» **Directive**:
Count the lines in the data below that contain the word "green", and reply with the number alone.

» **Records shown**:

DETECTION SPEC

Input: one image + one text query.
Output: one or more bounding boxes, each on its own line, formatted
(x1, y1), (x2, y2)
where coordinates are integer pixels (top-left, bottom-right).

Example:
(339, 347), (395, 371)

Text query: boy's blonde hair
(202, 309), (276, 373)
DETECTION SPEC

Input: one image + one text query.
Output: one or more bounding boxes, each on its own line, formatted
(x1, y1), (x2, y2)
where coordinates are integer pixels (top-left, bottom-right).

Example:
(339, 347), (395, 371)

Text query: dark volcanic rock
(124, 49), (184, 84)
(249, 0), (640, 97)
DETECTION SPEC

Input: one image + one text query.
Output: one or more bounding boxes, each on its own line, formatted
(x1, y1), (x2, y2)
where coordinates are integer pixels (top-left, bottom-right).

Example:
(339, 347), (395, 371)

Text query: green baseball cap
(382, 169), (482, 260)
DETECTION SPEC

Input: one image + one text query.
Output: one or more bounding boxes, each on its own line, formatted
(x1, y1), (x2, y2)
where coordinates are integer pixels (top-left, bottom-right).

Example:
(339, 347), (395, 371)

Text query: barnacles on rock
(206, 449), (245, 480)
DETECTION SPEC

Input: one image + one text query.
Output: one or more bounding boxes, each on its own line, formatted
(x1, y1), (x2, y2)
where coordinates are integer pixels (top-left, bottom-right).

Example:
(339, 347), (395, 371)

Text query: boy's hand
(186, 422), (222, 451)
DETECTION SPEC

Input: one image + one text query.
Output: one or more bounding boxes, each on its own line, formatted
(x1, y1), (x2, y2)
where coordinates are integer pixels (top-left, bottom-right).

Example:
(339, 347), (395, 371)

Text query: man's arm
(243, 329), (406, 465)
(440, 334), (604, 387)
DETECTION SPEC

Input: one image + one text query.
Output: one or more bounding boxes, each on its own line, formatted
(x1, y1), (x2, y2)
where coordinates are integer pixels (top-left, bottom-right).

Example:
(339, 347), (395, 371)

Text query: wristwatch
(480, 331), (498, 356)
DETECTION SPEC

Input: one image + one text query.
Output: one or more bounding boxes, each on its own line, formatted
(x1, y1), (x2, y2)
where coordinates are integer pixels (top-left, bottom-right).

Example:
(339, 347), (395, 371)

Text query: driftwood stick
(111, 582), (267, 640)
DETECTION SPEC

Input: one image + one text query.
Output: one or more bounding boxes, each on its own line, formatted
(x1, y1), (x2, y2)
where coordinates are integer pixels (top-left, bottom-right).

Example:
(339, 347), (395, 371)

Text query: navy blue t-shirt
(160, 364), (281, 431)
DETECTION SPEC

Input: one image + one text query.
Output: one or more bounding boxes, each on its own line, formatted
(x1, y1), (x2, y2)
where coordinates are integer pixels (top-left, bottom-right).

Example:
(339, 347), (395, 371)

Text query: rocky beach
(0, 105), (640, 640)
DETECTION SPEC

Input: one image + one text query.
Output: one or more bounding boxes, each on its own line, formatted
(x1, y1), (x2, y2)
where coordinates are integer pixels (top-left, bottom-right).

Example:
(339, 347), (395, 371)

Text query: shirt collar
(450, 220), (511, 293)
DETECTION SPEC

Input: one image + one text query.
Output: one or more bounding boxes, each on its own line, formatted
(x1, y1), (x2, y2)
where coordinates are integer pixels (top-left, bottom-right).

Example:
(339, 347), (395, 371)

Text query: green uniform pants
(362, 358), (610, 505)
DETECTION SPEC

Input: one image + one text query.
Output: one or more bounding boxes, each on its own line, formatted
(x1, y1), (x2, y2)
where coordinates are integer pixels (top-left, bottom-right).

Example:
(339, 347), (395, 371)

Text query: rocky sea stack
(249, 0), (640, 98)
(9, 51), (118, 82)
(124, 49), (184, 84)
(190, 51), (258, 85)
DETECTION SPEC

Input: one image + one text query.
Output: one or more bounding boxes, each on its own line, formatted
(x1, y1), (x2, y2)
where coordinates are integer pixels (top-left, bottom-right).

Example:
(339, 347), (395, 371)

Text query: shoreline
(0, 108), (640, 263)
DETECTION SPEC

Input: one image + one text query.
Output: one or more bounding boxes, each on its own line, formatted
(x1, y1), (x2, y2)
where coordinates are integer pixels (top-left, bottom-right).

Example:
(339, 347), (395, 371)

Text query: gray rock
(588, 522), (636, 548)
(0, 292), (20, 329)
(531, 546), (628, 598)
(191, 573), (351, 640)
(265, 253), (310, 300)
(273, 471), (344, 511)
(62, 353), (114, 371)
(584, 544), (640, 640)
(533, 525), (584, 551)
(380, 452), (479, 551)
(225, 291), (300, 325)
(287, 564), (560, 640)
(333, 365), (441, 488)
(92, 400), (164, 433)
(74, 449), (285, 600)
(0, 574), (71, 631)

» **Solution to this problem**:
2